= Provided passage =
Eighty-three species of fishes belonging to 26 genera live in the area bounded by the Sierra Nevada, Grand Canyon, Rocky Mountains, and Snake River Plain. The waters inhabited by these fishes are part of the Great Basin, Colorado River, Snake River, upper Pit River and upper Klamath River drainages. The adaptations and distribution patterns of these fishes have been shaped by extensional faulting and volcanic activity in the Great Basin, uplift of the surrounding ranges and plateaus, and cyclic fluctuations of the Pleistocene pluvials and interpluvials. Fossil evidence indicates that in the Pliocene many of the lineages had established distributions broadly inclusive of the present-day patterns, and the subsequent trends have been extinction and some species differentiation.
Analysis of the fauna is based on designation of 48 barrier-bounded, faunally homogeneous drainage units and quantitative evaluation of patterns among species distributions and faunal similarities of drainages. Cluster analysis of species based on correlations among their patterns revealed the existence of a basic northern intermountain fluvial fauna consisting of Cottus bairdi, Prosopium williamsoni, Catostomus platyrhynchus, Rhinichthys cataractae, Richardsonius balteatus, and their vicariants. These fishes have similar ecology and dispersal patterns. They are ecologically associated with Salmo clarki (upstream) and Rhinichthys osculus (downstream), but these two species have broader distributions, probably because of more frequent colonization via stream capture by the former and extinction resistance by the latter. Rhinichthys osculus is the most widespread intermountain fish, being found in 32 of the 48 drainage units; Gila bicolor is next most widespread, being found in 21 units. Fifty-one of the 83 species are found in only one drainage unit; 18 of these are endemic to that unit (33 are more widespread outside the study area).

= Exercise task a =
In the fish-distribution passage, can you replace "Pliocene" with "Miocene" and give everything from "Eighty-three species of" down to "some species differentiation."?
The passage and the records come from unrelated sources.

= Records shown =
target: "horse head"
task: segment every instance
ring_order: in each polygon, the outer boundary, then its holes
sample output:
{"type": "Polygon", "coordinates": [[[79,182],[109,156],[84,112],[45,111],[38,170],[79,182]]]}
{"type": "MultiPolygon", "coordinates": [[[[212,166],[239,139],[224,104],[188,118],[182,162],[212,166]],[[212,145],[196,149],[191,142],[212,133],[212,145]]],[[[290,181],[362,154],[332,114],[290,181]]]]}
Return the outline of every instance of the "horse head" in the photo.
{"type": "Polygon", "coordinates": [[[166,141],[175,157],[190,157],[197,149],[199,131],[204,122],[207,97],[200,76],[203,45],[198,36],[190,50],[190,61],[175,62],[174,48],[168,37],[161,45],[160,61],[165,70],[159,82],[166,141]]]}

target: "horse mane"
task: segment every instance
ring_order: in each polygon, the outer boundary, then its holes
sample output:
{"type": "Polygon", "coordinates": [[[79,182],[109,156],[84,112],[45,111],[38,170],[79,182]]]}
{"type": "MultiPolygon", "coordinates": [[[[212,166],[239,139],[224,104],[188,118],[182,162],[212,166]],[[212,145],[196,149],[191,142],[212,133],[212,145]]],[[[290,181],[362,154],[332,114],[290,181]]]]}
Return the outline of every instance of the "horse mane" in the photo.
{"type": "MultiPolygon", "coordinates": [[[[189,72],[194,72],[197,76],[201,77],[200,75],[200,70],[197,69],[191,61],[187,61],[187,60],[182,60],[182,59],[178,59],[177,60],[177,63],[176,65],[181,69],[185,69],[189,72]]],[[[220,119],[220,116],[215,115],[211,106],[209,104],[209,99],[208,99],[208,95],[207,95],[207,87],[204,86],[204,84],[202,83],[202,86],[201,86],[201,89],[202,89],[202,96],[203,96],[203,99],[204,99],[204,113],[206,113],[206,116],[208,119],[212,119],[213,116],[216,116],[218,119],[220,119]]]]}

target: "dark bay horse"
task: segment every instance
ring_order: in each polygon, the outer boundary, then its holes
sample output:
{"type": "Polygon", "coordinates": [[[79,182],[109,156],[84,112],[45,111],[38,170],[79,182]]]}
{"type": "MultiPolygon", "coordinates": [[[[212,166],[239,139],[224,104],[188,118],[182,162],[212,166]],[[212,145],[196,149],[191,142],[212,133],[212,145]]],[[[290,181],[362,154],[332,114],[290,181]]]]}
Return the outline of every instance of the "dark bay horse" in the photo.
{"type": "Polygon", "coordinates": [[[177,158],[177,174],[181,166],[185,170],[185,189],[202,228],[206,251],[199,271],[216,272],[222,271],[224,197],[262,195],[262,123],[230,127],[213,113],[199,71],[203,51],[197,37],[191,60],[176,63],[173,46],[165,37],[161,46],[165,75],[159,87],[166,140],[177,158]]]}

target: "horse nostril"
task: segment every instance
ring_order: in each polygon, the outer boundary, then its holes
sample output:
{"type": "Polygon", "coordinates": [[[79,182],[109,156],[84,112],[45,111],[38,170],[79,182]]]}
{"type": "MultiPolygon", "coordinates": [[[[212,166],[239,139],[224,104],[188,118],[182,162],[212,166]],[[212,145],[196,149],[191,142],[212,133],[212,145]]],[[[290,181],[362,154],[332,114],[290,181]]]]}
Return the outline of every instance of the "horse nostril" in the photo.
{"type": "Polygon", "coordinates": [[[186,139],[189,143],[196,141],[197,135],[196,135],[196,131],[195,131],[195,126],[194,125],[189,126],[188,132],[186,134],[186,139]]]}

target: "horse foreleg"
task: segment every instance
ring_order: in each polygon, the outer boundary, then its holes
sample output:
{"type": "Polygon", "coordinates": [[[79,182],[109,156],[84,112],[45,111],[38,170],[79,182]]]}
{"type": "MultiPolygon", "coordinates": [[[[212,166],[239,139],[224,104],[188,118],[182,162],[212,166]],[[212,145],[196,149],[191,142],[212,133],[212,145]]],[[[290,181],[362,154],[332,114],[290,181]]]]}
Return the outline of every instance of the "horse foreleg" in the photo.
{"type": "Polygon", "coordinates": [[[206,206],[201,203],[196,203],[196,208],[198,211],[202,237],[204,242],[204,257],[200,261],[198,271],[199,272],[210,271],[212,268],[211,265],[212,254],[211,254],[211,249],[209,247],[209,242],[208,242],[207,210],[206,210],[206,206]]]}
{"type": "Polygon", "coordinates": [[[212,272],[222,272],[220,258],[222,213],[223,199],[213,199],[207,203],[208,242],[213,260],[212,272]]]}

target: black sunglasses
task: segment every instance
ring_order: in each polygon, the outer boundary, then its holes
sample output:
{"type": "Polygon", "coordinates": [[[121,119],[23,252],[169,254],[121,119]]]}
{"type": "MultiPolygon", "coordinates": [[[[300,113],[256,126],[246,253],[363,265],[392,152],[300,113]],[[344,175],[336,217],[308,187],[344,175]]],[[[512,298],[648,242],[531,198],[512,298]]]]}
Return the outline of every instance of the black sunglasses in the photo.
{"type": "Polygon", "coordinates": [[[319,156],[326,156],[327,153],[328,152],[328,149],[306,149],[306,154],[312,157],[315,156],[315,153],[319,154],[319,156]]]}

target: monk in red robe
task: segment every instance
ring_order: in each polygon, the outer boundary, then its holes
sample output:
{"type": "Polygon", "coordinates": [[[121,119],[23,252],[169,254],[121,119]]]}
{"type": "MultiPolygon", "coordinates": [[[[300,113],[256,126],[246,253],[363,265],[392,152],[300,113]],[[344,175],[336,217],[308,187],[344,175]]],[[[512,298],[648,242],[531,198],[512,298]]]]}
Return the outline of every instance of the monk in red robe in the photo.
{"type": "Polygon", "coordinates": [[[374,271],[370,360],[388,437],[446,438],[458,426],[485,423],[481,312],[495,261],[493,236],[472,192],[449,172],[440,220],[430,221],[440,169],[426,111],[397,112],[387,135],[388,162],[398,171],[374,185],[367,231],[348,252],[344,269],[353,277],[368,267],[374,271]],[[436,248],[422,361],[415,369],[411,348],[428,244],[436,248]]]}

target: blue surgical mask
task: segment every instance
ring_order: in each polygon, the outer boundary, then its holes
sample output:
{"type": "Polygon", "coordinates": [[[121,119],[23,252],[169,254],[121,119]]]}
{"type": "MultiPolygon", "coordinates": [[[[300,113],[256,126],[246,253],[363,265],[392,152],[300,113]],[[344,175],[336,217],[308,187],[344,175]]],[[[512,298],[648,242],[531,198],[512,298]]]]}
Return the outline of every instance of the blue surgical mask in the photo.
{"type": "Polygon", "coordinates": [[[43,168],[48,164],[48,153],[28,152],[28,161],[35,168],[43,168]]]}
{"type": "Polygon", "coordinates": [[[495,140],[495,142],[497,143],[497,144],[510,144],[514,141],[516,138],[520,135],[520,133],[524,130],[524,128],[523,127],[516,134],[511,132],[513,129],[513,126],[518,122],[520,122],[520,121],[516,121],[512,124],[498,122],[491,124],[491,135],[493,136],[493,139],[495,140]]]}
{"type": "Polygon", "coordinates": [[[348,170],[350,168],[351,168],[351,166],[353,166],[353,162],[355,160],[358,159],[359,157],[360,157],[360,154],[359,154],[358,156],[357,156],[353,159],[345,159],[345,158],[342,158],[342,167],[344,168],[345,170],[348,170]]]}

= Exercise task b =
Could you put the lines of the records from the line containing "target: blue surgical mask" down to the line containing "Return the outline of every instance of the blue" into a Markdown table with the columns Row and Line, leaving out blank lines?

= Task output a =
Eighty-three species of fishes belonging to 26 genera live in the area bounded by the Sierra Nevada, Grand Canyon, Rocky Mountains, and Snake River Plain. The waters inhabited by these fishes are part of the Great Basin, Colorado River, Snake River, upper Pit River and upper Klamath River drainages. The adaptations and distribution patterns of these fishes have been shaped by extensional faulting and volcanic activity in the Great Basin, uplift of the surrounding ranges and plateaus, and cyclic fluctuations of the Pleistocene pluvials and interpluvials. Fossil evidence indicates that in the Miocene many of the lineages had established distributions broadly inclusive of the present-day patterns, and the subsequent trends have been extinction and some species differentiation.

= Task output b =
| Row | Line |
|---|---|
| 1 | target: blue surgical mask |
| 2 | task: segment every instance |
| 3 | ring_order: in each polygon, the outer boundary, then its holes |
| 4 | sample output: |
| 5 | {"type": "Polygon", "coordinates": [[[121,119],[23,252],[169,254],[121,119]]]} |
| 6 | {"type": "MultiPolygon", "coordinates": [[[[300,113],[256,126],[246,253],[363,265],[392,152],[300,113]],[[344,175],[336,217],[308,187],[344,175]]],[[[512,298],[648,242],[531,198],[512,298]]]]} |
| 7 | Return the outline of every instance of the blue surgical mask in the photo. |